(Stated problem 1) Identify every line of the records that contains the string "target", treating case as significant, and copy each such line.

[Start Document passage]

Brussels, 17 October 2014

EU development cooperation with Nepal

Main development challenges of the country

Nepal is working to overcome the legacy of the decade-long civil war which ended in 2006. A key challenge for Nepal is to overcome protracted political instability and consolidate its democratic institutions, including through the adoption of a constitution. Nepal is a Least Developed Country (LDC). High levels of inequalities persist, as certain communities are marginalised or discriminated on the basis of caste, ethnicity or gender.

The economy has grown by 4.2% over the past five years. Agriculture is the mainstay of the economy. Tourism, hydropower and remittances are also important. The EU is a main trading partner, accounting for over 12% of Nepal's exports. In 2012, Nepal's exports to the EU amounted to €79 million while imports from the EU reached €103 million. As a Least Developed Country, Nepal benefits from the “Everything But Arms Regulation” and therefore all of Nepal's exports enter the EU market duty free.

The EU supports Nepal's peace and transition process through political dialogue, public diplomacy, election organisation and observation, engagement with civil society and development cooperation.

Main objectives of the EU – Nepal development cooperation 2014-2020

Nepal is dependent on external aid (25% of the Budget), with aid disbursements highly contingent upon political developments in the country and the government's absorption capacity.

The EU - Nepal cooperation programme for the time period 2014-2020 (known as the Multiannual Indicative Programme (MIP)) amounts for a total of €360 million. It has been aligned with the priorities of the Government’s National Development Plan and takes into account that Nepal has been selected as one of the "EU Resilience Flagship Countries" which should lead to more effective EU collaboration, bringing together humanitarian assistance, long-term development cooperation and political engagement.

The following have been chosen as priority sectors following consultations with the Nepalese Government and other development partners:

  1. Sustainable Rural Development – to stimulate the sustainable development of Nepal's rural areas by transforming agriculture from a sector largely based on low-value and subsistence production to a competitive, sustainable, and inclusive agriculture that brings economic growth, improved access, improved livelihoods, and food and nutrition security, whilst reducing vulnerability to climate change and natural disasters.

[End Document passage]
[Start Provided material]

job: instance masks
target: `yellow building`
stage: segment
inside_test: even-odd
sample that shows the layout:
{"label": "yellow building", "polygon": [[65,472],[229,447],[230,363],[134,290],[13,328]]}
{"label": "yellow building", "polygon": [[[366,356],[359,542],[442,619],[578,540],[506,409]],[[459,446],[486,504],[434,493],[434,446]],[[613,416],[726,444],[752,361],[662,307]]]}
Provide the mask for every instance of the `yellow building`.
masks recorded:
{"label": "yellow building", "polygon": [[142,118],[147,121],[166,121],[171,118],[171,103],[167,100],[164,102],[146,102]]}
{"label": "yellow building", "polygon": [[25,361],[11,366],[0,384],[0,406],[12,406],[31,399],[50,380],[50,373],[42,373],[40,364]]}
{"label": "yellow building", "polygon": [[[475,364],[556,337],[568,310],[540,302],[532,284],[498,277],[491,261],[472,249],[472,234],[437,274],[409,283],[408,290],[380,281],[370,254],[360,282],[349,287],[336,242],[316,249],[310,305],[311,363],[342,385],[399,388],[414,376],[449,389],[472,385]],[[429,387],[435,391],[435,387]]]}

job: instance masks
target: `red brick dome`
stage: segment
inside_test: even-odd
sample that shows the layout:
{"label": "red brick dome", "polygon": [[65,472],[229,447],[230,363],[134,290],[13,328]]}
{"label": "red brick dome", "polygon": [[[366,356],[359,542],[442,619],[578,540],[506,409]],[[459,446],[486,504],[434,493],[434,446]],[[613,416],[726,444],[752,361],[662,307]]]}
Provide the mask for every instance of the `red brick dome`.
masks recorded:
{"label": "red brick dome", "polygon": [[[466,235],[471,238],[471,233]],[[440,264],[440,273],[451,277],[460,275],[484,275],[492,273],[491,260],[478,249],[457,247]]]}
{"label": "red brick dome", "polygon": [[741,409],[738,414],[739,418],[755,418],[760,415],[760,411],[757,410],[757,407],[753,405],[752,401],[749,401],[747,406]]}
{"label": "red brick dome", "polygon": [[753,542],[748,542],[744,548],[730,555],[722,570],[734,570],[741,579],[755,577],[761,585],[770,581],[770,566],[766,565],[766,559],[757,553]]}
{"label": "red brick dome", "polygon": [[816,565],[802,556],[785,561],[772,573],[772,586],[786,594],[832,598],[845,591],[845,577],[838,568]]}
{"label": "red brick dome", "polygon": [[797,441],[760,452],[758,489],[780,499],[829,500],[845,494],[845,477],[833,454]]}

[End Provided material]

(Stated problem 2) Using the passage on EU development cooperation with Nepal, decide whether each statement agrees with it, giving yes or no and quoting the deciding words: (a) In 2012, Nepal exported more to the EU than it imported from the EU. (b) The EU–Nepal cooperation programme for 2014-2020 totals €360 million. (c) Nepal's civil war ended in 2006.

(Answer 1)
target: `yellow building`
target: `red brick dome`

(Answer 2)
(a) No: "In 2012, Nepal's exports to the EU amounted to €79 million while imports from the EU reached €103 million."
(b) Yes: "amounts for a total of €360 million"
(c) Yes: "the decade-long civil war which ended in 2006"